◆ Soal Latihan
Menurut teks tentang Hari Ibu, berapa usia Soejatin ketika ia berinisiatif menggelar Kongres Perempuan pertama?

◆ Bagian Teks
━━━━
Reporter: Patresia Kirnandita | 22 Desember, 2017
Ilustrasi Kongres Perempuan Pertama. tirto.id/Gery
- Rekam historis menunjukkan, kelahiran Hari Ibu di negeri ini tidak lepas dari semangat pergerakan perempuan.
Sutra berpilin.
Rajutan kekuatan
kembang pertiwi.
Rajutan kekuatan
kembang pertiwi.
Bukan bunga, bukan peluk cium dari keluarga, bukan pula lagu-lagu cinta yang diberikan untuk para mama pada momen yang kelak disebut sebagai cikal bakal Hari Ibu di Indonesia. Hari itu, di hadapan sekitar 1.000 hadirat, sebuah panembrama dilantunkan.
“Dengan harapan selamat, paduan suara ini, Panitia Congres Wanito di seluruh Hindia. Yang menjadi awal maksud adalah membicarakan dunia wanita. Jalannya kemajuan umum, membutuhkan kita semua. Menjadi kewajiban utama bagi wanita dalam segala hal, bersatu dalam dunia dan rasa, semua wanita di Hindia…”
Tepat hari ini 89 tahun yang silam, perwakilan organisasi-organisasi perempuan berkumpul di Yogyakarta untuk membahas sejumlah isu terkait kesejahteraan kaum mereka. Dalam Kongres Perempuan Indonesia: Tinjauan Ulang (2007) yang disusun Susan Blackburn tertulis, seorang perempuan lajang yang kala itu baru berusia 21, Soejatin, berinisiatif menggelar Kongres Perempuan pertama yang mempertemukan kelompok-kelompok beraneka latar belakang. Ia berhasil mengajak beberapa ibu dari kalangan atas dan mapan seperti R. A. Soekonto dari Wanito Oetomo—yang kemudian menjabat sebagai ketua kongres—dan Nyi Hadjar Dewantara dari Taman Siswa.
━━━━
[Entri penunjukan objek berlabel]
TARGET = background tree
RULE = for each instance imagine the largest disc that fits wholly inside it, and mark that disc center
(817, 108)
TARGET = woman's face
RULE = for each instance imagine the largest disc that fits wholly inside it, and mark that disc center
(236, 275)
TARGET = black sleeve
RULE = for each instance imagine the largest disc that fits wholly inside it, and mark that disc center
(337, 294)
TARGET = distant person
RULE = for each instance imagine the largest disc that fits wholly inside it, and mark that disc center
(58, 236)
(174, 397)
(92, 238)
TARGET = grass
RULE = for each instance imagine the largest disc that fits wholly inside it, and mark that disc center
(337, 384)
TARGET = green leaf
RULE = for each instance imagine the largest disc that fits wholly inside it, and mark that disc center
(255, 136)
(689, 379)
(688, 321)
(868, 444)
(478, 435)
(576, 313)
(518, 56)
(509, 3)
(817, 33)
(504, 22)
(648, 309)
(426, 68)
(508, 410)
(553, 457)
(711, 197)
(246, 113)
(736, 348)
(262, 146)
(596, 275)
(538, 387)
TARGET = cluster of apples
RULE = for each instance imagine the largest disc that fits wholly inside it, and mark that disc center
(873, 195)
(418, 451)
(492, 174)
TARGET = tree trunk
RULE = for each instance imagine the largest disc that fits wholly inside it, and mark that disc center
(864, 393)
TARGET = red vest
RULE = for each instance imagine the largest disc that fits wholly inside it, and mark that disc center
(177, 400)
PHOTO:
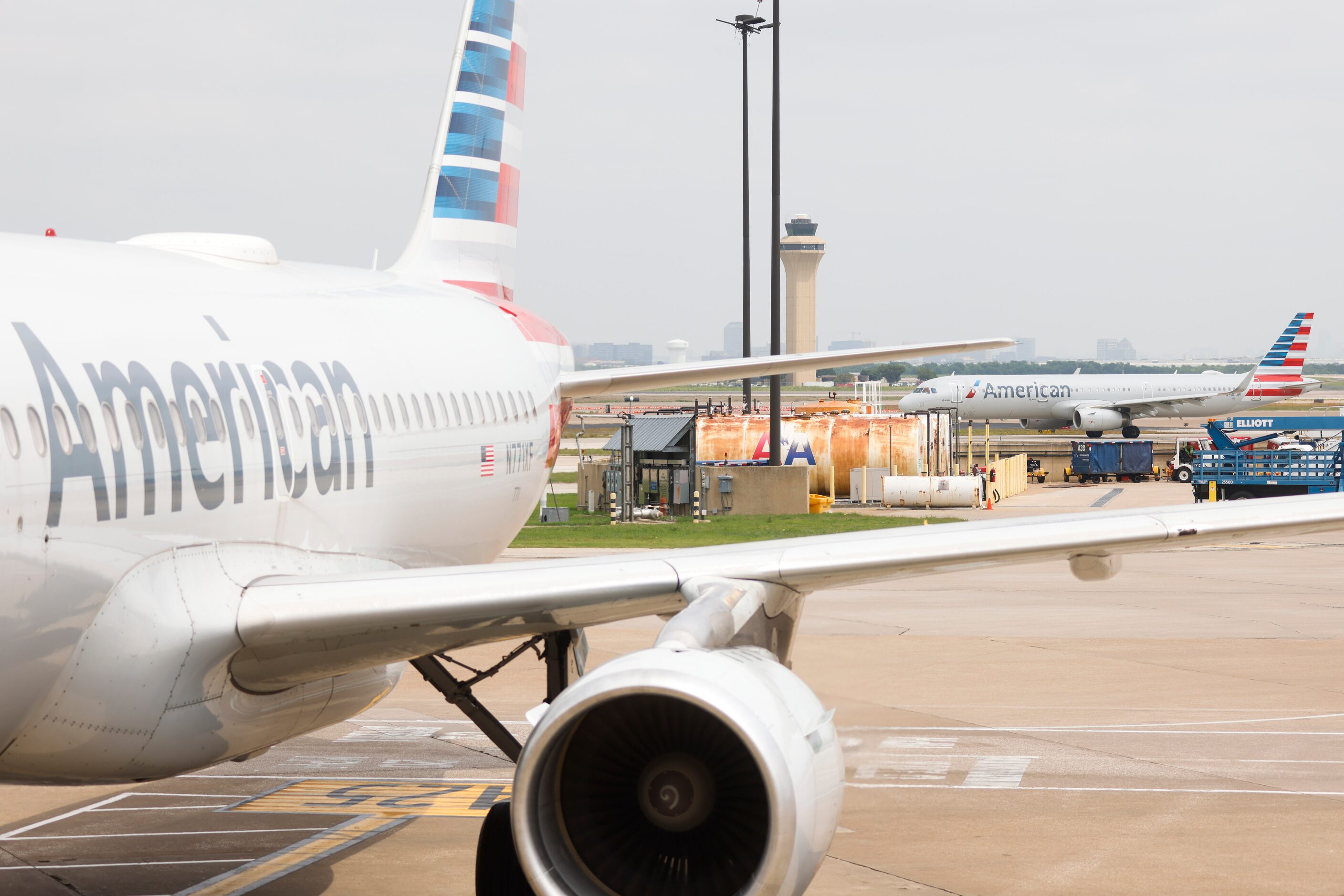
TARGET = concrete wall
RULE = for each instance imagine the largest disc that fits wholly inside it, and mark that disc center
(757, 491)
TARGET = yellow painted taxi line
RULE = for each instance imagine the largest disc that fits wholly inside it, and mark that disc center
(291, 859)
(381, 798)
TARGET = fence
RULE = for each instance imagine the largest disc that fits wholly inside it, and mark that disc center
(1010, 475)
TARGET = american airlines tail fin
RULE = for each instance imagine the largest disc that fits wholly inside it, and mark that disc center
(468, 219)
(1282, 363)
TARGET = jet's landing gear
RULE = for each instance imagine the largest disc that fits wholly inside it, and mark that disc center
(565, 653)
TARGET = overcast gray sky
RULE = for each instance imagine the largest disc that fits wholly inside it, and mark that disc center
(1168, 172)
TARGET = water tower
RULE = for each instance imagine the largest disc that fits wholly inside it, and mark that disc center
(801, 254)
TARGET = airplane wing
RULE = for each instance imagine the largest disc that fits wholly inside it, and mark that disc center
(299, 629)
(628, 379)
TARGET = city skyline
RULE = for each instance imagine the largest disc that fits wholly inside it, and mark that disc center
(1085, 168)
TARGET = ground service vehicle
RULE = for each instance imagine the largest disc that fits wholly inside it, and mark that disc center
(1295, 468)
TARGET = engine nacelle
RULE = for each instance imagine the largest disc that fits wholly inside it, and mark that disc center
(679, 771)
(1099, 418)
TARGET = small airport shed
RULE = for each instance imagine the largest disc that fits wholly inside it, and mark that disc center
(663, 448)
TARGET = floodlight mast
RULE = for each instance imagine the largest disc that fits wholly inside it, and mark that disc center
(746, 26)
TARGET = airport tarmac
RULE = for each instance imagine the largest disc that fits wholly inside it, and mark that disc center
(1176, 730)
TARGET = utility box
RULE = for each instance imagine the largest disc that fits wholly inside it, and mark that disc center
(752, 491)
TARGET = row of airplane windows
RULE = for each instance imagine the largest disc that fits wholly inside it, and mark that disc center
(434, 411)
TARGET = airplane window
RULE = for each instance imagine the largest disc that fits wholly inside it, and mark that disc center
(175, 417)
(11, 432)
(276, 418)
(297, 416)
(217, 414)
(157, 424)
(86, 429)
(40, 437)
(198, 422)
(331, 414)
(62, 429)
(245, 411)
(109, 421)
(359, 413)
(137, 432)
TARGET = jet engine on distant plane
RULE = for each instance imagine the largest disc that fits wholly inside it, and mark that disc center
(1099, 419)
(679, 770)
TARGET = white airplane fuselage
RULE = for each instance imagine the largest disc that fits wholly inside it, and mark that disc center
(81, 317)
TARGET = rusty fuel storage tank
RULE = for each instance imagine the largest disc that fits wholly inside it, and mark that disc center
(827, 441)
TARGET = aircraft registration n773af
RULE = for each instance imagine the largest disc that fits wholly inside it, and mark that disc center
(241, 493)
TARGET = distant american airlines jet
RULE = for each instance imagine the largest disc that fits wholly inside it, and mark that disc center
(1100, 402)
(241, 493)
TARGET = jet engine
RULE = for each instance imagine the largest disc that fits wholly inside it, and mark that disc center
(1099, 418)
(679, 770)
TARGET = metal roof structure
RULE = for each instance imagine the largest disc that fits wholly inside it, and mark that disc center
(652, 433)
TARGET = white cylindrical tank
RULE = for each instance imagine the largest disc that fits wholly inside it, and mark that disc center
(931, 491)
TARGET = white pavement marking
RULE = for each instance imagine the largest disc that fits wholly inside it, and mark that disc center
(1099, 731)
(1168, 725)
(998, 771)
(63, 816)
(910, 769)
(918, 743)
(382, 732)
(1123, 790)
(164, 808)
(174, 833)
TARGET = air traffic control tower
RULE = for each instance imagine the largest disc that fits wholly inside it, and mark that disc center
(801, 254)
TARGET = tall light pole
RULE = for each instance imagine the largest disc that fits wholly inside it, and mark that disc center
(746, 26)
(776, 399)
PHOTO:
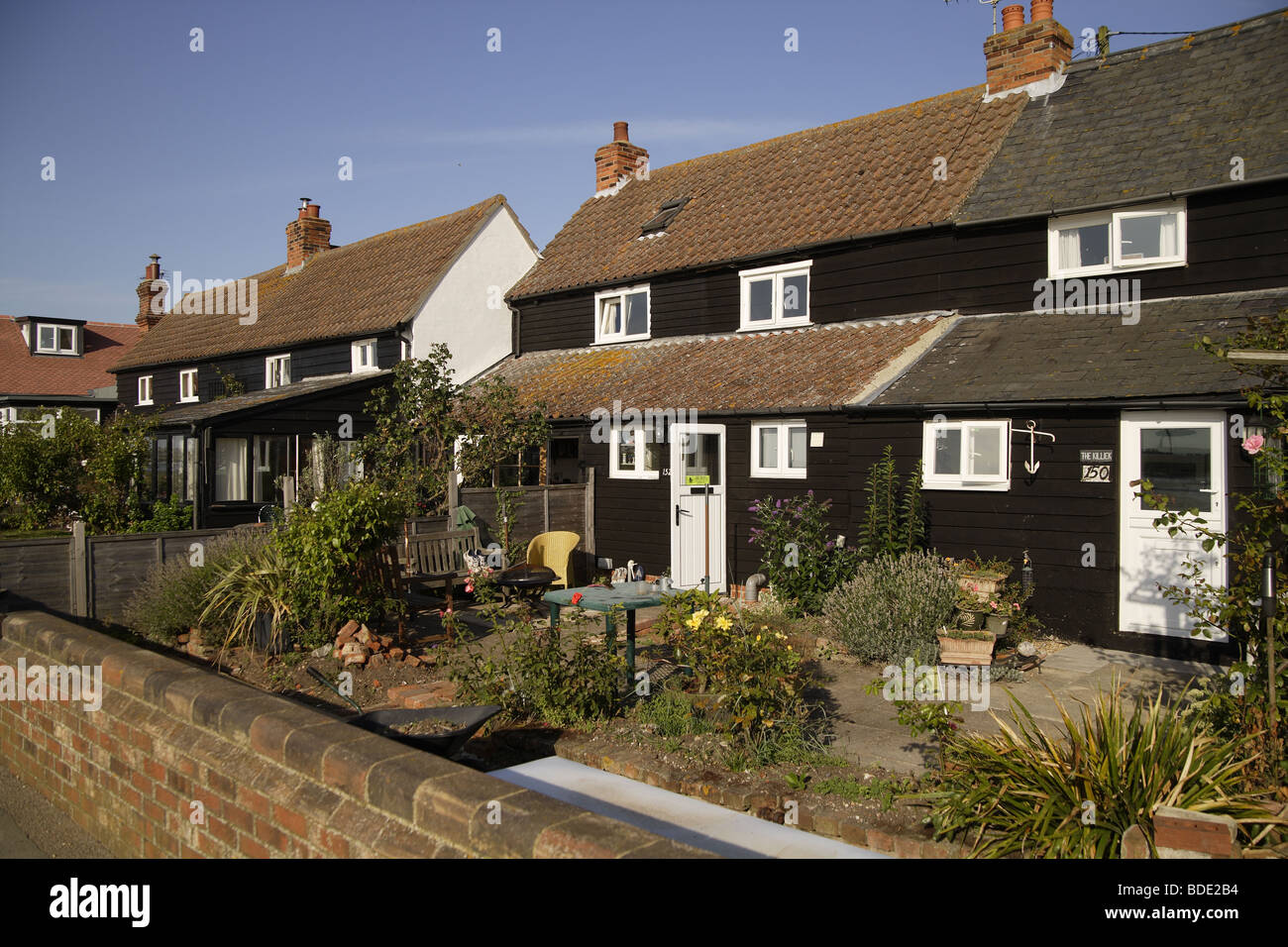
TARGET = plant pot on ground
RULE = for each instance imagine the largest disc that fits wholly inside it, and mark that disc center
(958, 647)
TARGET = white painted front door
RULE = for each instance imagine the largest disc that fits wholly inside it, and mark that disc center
(1183, 455)
(698, 505)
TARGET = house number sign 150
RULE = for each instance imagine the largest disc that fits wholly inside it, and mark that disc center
(1098, 467)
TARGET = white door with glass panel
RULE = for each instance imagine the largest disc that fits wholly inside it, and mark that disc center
(1183, 455)
(697, 505)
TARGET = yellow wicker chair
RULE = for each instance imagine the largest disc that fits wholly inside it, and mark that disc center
(553, 551)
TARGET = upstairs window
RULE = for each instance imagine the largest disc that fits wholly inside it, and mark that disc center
(277, 371)
(966, 455)
(622, 315)
(1121, 240)
(634, 454)
(188, 385)
(778, 449)
(56, 341)
(364, 356)
(776, 296)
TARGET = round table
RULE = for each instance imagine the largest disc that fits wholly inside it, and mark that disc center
(524, 581)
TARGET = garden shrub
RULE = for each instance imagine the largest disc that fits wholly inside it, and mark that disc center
(171, 596)
(893, 607)
(1026, 792)
(755, 671)
(533, 678)
(798, 558)
(325, 547)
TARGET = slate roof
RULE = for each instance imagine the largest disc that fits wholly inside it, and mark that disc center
(22, 372)
(205, 411)
(1146, 121)
(1030, 357)
(346, 291)
(858, 176)
(818, 367)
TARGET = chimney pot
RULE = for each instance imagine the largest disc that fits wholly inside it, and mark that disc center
(618, 158)
(307, 236)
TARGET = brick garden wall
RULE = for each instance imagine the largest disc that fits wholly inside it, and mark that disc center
(274, 779)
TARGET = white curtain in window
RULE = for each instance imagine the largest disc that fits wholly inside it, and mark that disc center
(1070, 249)
(230, 470)
(1167, 236)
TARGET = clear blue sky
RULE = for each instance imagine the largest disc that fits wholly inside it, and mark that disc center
(202, 157)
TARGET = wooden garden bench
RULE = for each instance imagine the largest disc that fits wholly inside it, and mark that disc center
(439, 557)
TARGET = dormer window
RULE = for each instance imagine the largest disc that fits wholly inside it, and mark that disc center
(277, 371)
(1142, 237)
(622, 315)
(666, 214)
(776, 296)
(56, 341)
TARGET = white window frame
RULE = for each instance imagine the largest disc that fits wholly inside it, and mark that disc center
(1115, 218)
(965, 479)
(268, 369)
(781, 471)
(355, 352)
(778, 273)
(603, 338)
(638, 472)
(183, 379)
(56, 350)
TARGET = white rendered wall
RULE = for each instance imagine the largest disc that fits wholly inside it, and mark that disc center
(458, 312)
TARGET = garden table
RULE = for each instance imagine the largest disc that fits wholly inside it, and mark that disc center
(597, 598)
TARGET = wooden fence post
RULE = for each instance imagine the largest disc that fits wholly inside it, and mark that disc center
(78, 567)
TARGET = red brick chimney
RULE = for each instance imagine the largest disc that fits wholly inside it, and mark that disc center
(1026, 56)
(305, 236)
(618, 158)
(149, 291)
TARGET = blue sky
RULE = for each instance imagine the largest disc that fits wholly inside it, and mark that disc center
(201, 158)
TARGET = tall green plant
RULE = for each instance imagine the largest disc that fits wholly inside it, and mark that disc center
(1073, 795)
(894, 521)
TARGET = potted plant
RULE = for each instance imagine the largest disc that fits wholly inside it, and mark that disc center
(965, 647)
(982, 577)
(970, 608)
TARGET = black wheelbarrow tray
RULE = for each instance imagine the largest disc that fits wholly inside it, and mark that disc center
(449, 744)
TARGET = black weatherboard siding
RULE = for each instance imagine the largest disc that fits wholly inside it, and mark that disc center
(1235, 240)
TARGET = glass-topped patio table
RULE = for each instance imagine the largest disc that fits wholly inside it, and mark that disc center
(600, 598)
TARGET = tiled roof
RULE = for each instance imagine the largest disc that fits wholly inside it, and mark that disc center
(1146, 121)
(857, 176)
(366, 286)
(1076, 357)
(189, 414)
(818, 367)
(22, 372)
━━━━
◆ Jawaban Latihan
21 tahun.